LAVORO DA SVOLGERE
Ricopia dalla pagina su Ganimede il passo che va da "Come scrive Omero, Γανυμήδης" a "nella costellazione dell’Acquario.", senza cambiare nulla.

ESTRATTO DELLA PAGINA
Attraverso Ganimede: Goethe


 

Attraverso Ganimede è il titolo di un personale Quaderno di Traduzioni in fase di costituzione, parallelamente alla ricerca di dottorato, che sto conducendo sulla ricezione letteraria del mito di Ganimede.

Come scrive Omero, Γανυμήδης (Ganymedes) è il ragazzo più bello nato tra tutti i mortali (Il. 20.233): un giovane della famiglia reale troiana (figlio di Troo, secondo la genealogia omerica), che viene portato in Olimpo da un’aquila (a partire dalle fonti ellenistiche), per essere il coppiere di Zeus. Ganimede è per eccellenza una figura della sospensione, teso tra terra e cielo, umano e divino. Nel corso dei secoli, tra le diverse variazioni e trasfigurazioni assunte, sarà il prototipo del fanciullo amato, un simbolo di morte prematura, e subirà un catasterismo nella costellazione dell’Acquario.

Per questa puntata traduco integralmente il Ganymed (1789) di Goethe, in cui la figura del mito è resa empaticamente protagonista. La carica erotica del mito non è soppressa ma trascesa nella tensione all’unione panica del poeta-Ganimede con il Padre divino.

ESTRATTI DEI RECORD
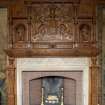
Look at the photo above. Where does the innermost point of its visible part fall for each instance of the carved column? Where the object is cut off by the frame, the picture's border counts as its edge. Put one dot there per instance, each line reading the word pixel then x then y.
pixel 11 81
pixel 94 75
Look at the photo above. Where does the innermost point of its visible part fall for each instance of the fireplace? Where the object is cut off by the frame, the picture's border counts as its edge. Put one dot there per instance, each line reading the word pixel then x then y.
pixel 42 81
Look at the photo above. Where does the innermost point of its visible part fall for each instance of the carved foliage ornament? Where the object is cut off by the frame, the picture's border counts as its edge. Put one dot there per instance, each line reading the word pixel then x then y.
pixel 52 22
pixel 20 32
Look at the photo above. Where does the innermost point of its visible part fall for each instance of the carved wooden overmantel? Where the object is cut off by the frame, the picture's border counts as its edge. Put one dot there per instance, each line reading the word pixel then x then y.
pixel 52 28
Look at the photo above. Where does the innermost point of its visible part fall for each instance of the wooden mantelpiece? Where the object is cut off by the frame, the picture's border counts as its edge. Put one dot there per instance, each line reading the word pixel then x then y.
pixel 52 52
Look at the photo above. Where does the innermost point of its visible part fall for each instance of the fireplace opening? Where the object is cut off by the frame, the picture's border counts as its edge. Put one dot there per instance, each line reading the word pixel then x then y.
pixel 52 90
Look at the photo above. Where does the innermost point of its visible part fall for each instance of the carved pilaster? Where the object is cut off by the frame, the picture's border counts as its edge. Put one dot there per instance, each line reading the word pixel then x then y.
pixel 94 75
pixel 10 74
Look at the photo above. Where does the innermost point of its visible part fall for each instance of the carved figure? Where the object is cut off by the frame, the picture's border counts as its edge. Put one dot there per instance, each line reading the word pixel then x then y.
pixel 20 32
pixel 85 32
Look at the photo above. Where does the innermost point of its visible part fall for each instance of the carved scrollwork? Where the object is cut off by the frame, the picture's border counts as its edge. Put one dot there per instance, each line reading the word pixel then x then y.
pixel 85 32
pixel 20 32
pixel 53 23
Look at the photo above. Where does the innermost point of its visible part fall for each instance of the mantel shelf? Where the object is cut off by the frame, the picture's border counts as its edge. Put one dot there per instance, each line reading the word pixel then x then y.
pixel 75 52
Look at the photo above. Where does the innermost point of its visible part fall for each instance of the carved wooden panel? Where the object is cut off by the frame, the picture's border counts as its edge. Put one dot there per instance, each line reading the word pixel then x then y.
pixel 51 26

RISPOSTA AL COMPITO
Come scrive Omero, Γανυμήδης (Ganymedes) è il ragazzo più bello nato tra tutti i mortali (Il. 20.233): un giovane della famiglia reale troiana (figlio di Troo, secondo la genealogia omerica), che viene portato in Olimpo da un’aquila (a partire dalle fonti ellenistiche), per essere il coppiere di Zeus. Ganimede è per eccellenza una figura della sospensione, teso tra terra e cielo, umano e divino. Nel corso dei secoli, tra le diverse variazioni e trasfigurazioni assunte, sarà il prototipo del fanciullo amato, un simbolo di morte prematura, e subirà un catasterismo nella costellazione dell’Acquario.